── Task input
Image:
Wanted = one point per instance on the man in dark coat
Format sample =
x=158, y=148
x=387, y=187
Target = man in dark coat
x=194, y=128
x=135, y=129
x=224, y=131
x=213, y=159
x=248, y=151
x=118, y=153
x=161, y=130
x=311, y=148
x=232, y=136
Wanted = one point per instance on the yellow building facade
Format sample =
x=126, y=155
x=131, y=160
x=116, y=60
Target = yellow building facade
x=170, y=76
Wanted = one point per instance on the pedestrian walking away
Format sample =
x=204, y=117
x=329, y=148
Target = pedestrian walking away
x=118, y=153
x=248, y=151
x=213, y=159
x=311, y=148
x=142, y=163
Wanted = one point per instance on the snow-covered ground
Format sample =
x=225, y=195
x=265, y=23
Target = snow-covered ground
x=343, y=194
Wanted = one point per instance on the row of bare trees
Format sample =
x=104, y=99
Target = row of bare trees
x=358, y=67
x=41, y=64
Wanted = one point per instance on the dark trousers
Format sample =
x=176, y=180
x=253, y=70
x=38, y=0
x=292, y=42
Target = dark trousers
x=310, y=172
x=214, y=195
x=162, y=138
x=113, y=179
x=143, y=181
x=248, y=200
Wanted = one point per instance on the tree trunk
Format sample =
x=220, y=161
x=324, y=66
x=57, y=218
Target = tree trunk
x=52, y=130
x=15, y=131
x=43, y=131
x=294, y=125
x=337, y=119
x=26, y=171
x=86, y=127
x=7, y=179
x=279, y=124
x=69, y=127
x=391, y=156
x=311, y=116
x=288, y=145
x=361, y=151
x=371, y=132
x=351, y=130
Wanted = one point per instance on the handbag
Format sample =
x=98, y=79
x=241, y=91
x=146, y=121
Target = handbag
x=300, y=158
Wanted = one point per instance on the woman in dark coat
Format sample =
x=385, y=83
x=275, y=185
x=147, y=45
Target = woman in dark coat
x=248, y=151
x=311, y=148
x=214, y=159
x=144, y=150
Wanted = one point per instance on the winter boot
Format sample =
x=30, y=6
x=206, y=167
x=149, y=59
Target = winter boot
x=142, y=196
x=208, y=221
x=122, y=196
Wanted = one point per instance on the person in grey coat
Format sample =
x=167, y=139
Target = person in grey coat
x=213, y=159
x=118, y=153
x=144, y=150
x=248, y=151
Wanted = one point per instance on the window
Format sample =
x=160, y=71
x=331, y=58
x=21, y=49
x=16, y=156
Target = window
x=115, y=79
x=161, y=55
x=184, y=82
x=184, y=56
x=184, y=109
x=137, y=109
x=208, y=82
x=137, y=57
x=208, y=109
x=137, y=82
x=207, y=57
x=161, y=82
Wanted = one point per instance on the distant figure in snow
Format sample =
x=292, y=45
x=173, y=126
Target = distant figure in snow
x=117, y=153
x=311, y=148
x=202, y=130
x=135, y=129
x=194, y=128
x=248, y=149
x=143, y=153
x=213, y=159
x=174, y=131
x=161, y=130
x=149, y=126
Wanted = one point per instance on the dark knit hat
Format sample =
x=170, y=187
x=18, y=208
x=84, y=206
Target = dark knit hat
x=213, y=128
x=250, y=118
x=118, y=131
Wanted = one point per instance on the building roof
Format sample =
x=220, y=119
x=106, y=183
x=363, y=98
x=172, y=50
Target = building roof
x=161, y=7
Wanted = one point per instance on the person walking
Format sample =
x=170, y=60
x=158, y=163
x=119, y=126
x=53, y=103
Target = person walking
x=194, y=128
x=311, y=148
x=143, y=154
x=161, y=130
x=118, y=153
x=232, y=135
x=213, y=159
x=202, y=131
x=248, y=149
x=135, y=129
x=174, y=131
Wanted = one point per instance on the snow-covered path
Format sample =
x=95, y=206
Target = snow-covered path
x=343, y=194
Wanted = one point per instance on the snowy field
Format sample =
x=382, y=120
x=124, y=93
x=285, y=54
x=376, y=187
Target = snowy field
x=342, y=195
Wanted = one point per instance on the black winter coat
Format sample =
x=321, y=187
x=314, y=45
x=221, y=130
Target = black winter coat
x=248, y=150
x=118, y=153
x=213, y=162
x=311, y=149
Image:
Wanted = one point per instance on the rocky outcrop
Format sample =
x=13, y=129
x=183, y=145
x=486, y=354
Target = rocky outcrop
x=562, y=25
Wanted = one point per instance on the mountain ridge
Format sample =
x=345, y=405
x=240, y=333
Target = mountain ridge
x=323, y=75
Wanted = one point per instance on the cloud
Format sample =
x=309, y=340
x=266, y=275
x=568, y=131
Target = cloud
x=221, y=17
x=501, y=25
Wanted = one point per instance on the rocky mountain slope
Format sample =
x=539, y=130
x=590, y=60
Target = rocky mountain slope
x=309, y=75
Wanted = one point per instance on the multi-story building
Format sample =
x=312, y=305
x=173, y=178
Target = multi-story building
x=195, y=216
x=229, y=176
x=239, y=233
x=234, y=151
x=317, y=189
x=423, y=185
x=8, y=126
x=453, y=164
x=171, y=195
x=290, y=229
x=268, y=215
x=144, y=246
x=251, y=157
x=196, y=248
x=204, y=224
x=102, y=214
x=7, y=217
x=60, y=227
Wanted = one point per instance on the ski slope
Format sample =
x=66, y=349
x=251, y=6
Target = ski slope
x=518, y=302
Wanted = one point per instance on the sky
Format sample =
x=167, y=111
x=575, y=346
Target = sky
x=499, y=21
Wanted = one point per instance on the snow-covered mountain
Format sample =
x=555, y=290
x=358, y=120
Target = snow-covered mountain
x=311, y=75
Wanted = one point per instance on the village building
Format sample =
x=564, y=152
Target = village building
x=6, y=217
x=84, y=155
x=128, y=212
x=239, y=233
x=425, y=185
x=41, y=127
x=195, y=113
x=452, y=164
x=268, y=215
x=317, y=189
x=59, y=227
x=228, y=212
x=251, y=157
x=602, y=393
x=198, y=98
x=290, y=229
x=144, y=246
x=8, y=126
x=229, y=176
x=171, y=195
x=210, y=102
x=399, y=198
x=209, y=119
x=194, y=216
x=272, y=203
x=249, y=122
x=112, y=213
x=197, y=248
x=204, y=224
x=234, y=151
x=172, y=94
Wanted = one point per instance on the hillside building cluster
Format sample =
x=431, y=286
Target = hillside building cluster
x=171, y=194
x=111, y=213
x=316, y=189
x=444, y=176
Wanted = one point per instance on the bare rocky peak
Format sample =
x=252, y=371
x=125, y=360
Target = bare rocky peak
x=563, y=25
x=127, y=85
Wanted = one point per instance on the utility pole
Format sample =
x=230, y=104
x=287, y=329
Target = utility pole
────
Copy the lines of the listing above without any changes, beginning with the line that contains "Wanted = one point per instance on the rocky mountain" and continuing through the line that contains "x=60, y=227".

Correct output.
Wanted = one point per instance on the rocky mountain slope
Format sample =
x=539, y=130
x=590, y=60
Target = rocky mountain slope
x=309, y=75
Wanted = one point per instance on the multi-story building
Format sample =
x=312, y=305
x=173, y=178
Target = multi-story building
x=195, y=216
x=229, y=176
x=239, y=233
x=234, y=151
x=317, y=189
x=423, y=185
x=8, y=126
x=453, y=164
x=171, y=195
x=290, y=229
x=268, y=215
x=144, y=246
x=251, y=157
x=196, y=248
x=204, y=224
x=102, y=214
x=7, y=217
x=60, y=227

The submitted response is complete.